→ DIRECTIONS FOR THIS TASK: Return exactly the line that contains "Would you be able to mark the forest" and all lines beneath it in the entries, through the very last one.

>>>>>

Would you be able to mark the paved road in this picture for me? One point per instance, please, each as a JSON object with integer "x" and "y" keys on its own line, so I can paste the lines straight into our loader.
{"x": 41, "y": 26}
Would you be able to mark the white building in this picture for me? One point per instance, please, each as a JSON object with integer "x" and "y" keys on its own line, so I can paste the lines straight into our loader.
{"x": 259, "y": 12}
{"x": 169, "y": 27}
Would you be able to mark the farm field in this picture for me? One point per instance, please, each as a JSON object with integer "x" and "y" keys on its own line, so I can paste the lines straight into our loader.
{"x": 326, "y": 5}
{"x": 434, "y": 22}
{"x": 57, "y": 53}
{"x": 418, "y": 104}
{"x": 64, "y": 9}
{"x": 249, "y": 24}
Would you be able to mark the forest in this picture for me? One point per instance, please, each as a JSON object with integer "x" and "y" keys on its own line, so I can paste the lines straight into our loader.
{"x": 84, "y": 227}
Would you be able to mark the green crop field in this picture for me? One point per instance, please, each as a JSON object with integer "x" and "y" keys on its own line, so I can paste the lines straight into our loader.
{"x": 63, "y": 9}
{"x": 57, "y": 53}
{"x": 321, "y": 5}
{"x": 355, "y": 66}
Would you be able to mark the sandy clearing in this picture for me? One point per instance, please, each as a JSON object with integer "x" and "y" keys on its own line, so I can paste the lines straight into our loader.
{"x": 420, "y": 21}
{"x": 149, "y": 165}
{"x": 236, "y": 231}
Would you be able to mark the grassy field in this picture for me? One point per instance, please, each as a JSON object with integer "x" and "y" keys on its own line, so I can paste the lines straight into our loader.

<<<<<

→ WORKED SOLUTION:
Would you be able to mark the forest in this picture for me? One point per instance, please, each as a JSON object with integer "x" and "y" keys on its own line, so I can paste the lines straight into our loader.
{"x": 84, "y": 227}
Would you be able to mark the green crop field in this picture for me? One point per instance, please, each as a JSON object with integer "x" and "y" keys on its own line, so I can paste the lines straight into our loader.
{"x": 63, "y": 9}
{"x": 57, "y": 53}
{"x": 321, "y": 5}
{"x": 355, "y": 66}
Would you be able to mark the sandy clearing in this picture for me? One point per instance, please, each as a JSON object with integer "x" and "y" keys on its own line, so I can paste the lines straight into our loader.
{"x": 420, "y": 21}
{"x": 149, "y": 165}
{"x": 236, "y": 231}
Would you be able to mark the grassy field in this picture for me? One point per instance, please, each as a JSON object with integer "x" and "y" keys on its own line, so I can paste the lines straight into our loader.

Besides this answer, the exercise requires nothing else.